### Task
The complete listing should be restated exactly.

⁂

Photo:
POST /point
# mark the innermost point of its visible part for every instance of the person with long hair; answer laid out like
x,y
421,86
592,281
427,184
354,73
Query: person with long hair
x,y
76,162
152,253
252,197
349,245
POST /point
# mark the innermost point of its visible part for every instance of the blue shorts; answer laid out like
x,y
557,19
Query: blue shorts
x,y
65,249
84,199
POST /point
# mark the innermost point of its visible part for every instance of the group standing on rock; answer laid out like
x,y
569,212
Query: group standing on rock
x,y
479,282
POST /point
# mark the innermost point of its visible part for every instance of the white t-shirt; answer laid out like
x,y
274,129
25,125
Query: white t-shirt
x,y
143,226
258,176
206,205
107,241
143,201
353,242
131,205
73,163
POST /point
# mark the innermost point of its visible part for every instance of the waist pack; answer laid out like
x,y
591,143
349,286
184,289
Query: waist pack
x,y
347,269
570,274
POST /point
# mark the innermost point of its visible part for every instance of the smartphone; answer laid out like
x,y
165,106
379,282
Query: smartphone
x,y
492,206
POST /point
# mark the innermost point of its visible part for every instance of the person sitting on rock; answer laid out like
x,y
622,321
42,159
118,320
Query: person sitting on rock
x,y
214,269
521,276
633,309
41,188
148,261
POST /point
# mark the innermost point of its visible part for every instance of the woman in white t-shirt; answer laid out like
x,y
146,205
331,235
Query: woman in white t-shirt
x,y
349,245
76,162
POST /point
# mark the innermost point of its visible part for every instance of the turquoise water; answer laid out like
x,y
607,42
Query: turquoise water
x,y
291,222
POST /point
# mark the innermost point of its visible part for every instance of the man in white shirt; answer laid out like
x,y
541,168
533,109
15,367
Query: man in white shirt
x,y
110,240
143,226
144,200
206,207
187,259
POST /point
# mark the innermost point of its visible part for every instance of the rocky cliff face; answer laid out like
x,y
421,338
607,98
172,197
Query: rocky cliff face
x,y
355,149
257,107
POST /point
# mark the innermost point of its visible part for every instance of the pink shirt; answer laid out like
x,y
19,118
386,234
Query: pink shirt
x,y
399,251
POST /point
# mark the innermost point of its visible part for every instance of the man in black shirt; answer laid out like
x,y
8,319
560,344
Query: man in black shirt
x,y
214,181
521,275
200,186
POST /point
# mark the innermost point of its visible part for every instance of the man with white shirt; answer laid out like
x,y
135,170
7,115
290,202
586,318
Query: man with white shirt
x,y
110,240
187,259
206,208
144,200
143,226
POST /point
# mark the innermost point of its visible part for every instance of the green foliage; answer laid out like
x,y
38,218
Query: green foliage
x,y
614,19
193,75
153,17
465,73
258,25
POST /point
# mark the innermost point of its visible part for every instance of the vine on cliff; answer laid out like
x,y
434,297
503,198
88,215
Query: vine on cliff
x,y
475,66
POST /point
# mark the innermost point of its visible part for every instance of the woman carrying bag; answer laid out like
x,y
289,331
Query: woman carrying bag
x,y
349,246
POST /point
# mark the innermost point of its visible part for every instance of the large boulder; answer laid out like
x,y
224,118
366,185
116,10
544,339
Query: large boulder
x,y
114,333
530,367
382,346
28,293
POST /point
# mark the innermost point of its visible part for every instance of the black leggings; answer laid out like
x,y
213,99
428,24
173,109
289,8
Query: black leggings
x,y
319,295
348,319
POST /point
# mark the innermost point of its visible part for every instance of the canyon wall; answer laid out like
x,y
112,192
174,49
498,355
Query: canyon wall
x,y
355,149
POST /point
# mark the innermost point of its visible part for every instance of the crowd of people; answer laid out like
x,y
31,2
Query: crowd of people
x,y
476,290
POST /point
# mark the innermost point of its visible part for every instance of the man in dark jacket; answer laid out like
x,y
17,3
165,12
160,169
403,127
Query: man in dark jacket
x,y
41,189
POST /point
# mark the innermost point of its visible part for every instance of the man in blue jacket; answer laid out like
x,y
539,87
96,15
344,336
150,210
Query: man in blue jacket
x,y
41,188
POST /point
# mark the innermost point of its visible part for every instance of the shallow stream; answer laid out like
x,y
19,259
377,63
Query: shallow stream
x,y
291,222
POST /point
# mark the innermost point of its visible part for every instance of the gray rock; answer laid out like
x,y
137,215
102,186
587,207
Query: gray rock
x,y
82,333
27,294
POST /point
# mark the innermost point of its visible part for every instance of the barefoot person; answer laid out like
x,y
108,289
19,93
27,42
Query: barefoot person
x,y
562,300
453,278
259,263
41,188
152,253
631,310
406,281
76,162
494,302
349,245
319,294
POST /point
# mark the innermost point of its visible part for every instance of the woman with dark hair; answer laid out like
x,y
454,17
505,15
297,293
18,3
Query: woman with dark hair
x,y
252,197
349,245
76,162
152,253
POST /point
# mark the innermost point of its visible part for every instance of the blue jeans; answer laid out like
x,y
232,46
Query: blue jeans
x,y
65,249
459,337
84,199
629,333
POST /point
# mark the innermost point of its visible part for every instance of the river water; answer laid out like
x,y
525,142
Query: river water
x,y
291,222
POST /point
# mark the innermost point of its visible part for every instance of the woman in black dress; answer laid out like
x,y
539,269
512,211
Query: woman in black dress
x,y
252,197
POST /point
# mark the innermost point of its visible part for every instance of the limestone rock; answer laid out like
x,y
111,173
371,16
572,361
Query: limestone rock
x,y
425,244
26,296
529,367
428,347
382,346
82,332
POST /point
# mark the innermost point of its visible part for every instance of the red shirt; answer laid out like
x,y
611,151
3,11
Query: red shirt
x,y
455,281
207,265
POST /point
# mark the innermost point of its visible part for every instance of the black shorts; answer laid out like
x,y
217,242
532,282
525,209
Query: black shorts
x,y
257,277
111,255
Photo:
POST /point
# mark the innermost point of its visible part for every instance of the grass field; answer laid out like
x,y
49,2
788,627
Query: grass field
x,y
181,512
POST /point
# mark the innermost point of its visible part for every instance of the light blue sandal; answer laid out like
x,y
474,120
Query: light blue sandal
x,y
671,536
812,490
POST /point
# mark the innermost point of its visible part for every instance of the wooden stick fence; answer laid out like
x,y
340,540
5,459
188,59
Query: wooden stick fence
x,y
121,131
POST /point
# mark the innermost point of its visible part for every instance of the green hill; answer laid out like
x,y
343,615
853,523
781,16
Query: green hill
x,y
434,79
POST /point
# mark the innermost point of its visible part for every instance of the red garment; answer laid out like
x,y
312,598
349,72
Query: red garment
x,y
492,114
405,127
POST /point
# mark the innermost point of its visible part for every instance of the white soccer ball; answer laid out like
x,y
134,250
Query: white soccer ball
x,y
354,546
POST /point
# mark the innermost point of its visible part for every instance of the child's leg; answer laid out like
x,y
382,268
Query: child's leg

⁂

### Solution to this exercise
Photo:
POST /point
# mark the innermost point of its visible part for every instance of the person with long hair; answer laid out like
x,y
421,86
592,281
427,184
354,73
Query: person with long hair
x,y
76,162
152,253
252,197
349,245
POST /point
# mark the innermost point of its visible part for every instance of the blue shorts; answer laid out like
x,y
557,19
Query: blue shorts
x,y
65,249
84,199
POST /point
# mark the innermost point of its visible part for every instance of the group standing on rock; answer laid out like
x,y
569,212
Query: group standing on rock
x,y
479,282
POST /point
# mark the innermost point of its visible part for every instance of the white t-shirt; answer laid out like
x,y
274,129
25,125
Query: white t-shirt
x,y
143,226
258,176
206,205
107,241
143,201
353,242
131,205
73,163
POST /point
# mark the innermost point of its visible part for every instance of the waist pack; answer laid out like
x,y
591,143
349,286
184,289
Query: waist pack
x,y
347,269
570,274
POST /point
# mark the innermost point of its visible part for every instance of the smartphone; answer laid out like
x,y
165,106
379,282
Query: smartphone
x,y
492,206
POST /point
# mark the innermost point of its visible part for every instance of the person sitting on rock; answer laid out like
x,y
622,321
42,159
118,320
Query: person sitting on rock
x,y
214,269
521,276
633,309
41,188
148,261
POST /point
# mark the innermost point of its visible part for every instance of the woman in white t-shirt; answer laid out like
x,y
146,205
331,235
Query: woman in white t-shirt
x,y
349,245
76,162
POST /point
# mark the innermost point of its visible part for every instance of the turquoise water; answer laid out like
x,y
607,42
Query: turquoise water
x,y
291,222
POST /point
# mark the innermost point of its visible part for every instance of the man in white shirt; answer laid out like
x,y
541,168
533,109
15,367
Query: man in white shirt
x,y
110,240
143,226
144,200
206,207
187,259
POST /point
# mark the innermost point of its visible part for every instance of the rocky cliff face; answer laid out like
x,y
421,338
607,98
172,197
Query: rocky cliff face
x,y
355,149
257,107
POST /point
# mark the innermost point of its visible part for every instance of the pink shirt; answer laid out like
x,y
19,118
386,234
Query: pink shirt
x,y
399,251
POST /point
# mark the innermost point of its visible part for every instance of the man in black shirt; answer laid out like
x,y
8,319
560,344
Query: man in black shirt
x,y
214,181
521,275
200,186
POST /point
# mark the innermost point of its visible part for every instance of the man with white shirt; answer laid out like
x,y
135,170
7,115
290,202
586,318
Query: man with white shirt
x,y
110,240
187,259
206,208
144,200
143,226
POST /point
# mark the innermost point of its visible part for every instance of the green foliage; answer laid out like
x,y
38,218
Query: green foliage
x,y
614,19
193,75
153,17
465,73
258,25
POST /point
# mark the innermost point of its visible part for every instance of the vine on cliff; answer laid out like
x,y
434,297
503,198
88,215
Query: vine on cliff
x,y
475,66
POST /point
# mark the innermost point of its visible part for every instance of the woman carrying bag; answer laid out like
x,y
289,331
Query: woman carrying bag
x,y
349,246
POST /point
# mark the innermost point of its visible part for every instance of the large boulder; answer laid out like
x,y
224,118
366,185
116,10
544,339
Query: large boulder
x,y
114,333
530,367
382,346
28,293
POST /point
# mark the innermost point of its visible part for every instance of the black leggings; answer laid out like
x,y
213,99
428,24
173,109
289,8
Query: black leggings
x,y
319,295
348,319
POST /point
# mark the innermost point of its visible part for every instance of the canyon wall; answer laid out like
x,y
112,192
174,49
498,355
Query: canyon wall
x,y
355,149
POST /point
# mark the innermost point of its visible part for every instance of the crowd of people; answer laid out like
x,y
31,2
Query: crowd of people
x,y
476,290
POST /point
# mark the innermost point of its visible part for every instance of the man in dark jacket; answer laid out like
x,y
17,3
165,12
160,169
403,127
Query: man in dark jacket
x,y
41,189
POST /point
# mark the innermost point of its visible part for every instance of the man in blue jacket; answer laid out like
x,y
539,87
96,15
344,336
150,210
Query: man in blue jacket
x,y
41,188
POST /point
# mark the innermost point of its visible part for every instance of the shallow stream; answer laid out like
x,y
19,259
377,63
Query: shallow stream
x,y
291,222
POST /point
# mark the innermost point of its visible part for every instance of the gray rock; answer laid out like
x,y
137,215
102,186
587,207
Query: gray rock
x,y
82,333
27,294
POST /point
# mark the innermost point of its visible part for every instance of the barefoot person; answer laid out like
x,y
108,289
19,93
27,42
Query: barefoot person
x,y
562,300
453,278
259,263
41,188
152,253
631,310
406,281
76,162
494,302
349,245
319,294
POST /point
# mark the innermost point of its visible part for every instance of the woman with dark hair; answer laid out like
x,y
454,17
505,15
297,293
18,3
Query: woman with dark hair
x,y
252,197
349,245
76,162
152,253
POST /point
# mark the innermost point of its visible part for every instance of the blue jeans; answer laid out like
x,y
232,46
Query: blue jeans
x,y
65,249
459,337
84,199
629,333
POST /point
# mark the innermost point of its visible part for every instance of the river water; answer laid out like
x,y
525,142
Query: river water
x,y
291,222
POST /point
# mark the innermost point of its visible part for every instance of the woman in black dress; answer laid out like
x,y
539,269
512,211
Query: woman in black dress
x,y
252,197
POST /point
# mark the innermost point of its visible part for every instance of the limestone rock; answer laid out like
x,y
111,173
371,16
572,361
Query: limestone rock
x,y
425,244
26,296
529,367
428,347
382,346
82,332
POST /point
# mark the innermost point of its visible part for every instance of the red shirt; answer laid out like
x,y
611,151
3,11
Query: red shirt
x,y
455,281
207,265
POST /point
# mark the innermost point of its visible part for every instance of the black shorts; answer laid out like
x,y
217,242
532,282
525,209
Query: black shorts
x,y
257,277
111,255
Photo:
POST /point
# mark the innermost point of its visible part for every instance of the grass field; answer laid out like
x,y
49,2
788,627
Query: grass field
x,y
181,512
POST /point
# mark the innermost point of its visible part for every instance of the light blue sandal; answer laid out like
x,y
474,120
Query: light blue sandal
x,y
671,536
812,490
POST /point
# mark the innermost point of its visible part for every instance of the wooden stick fence; answer laid out like
x,y
340,540
5,459
188,59
Query: wooden stick fence
x,y
121,131
POST /point
# mark the innermost point of its visible part for every instance of the green hill; answer laid out like
x,y
343,615
853,523
781,16
Query: green hill
x,y
434,79
POST /point
# mark the innermost point of its visible part for every instance of the red garment; answer laid out like
x,y
312,598
349,72
Query: red garment
x,y
492,114
405,127
POST /point
# mark the innermost point of its visible part for every instance of the white soccer ball; answer laid out like
x,y
134,250
Query: white soccer ball
x,y
354,546
POST /point
# mark the innermost point of its visible part for every instance of the child's leg; answer laid out like
x,y
382,268
Query: child's leg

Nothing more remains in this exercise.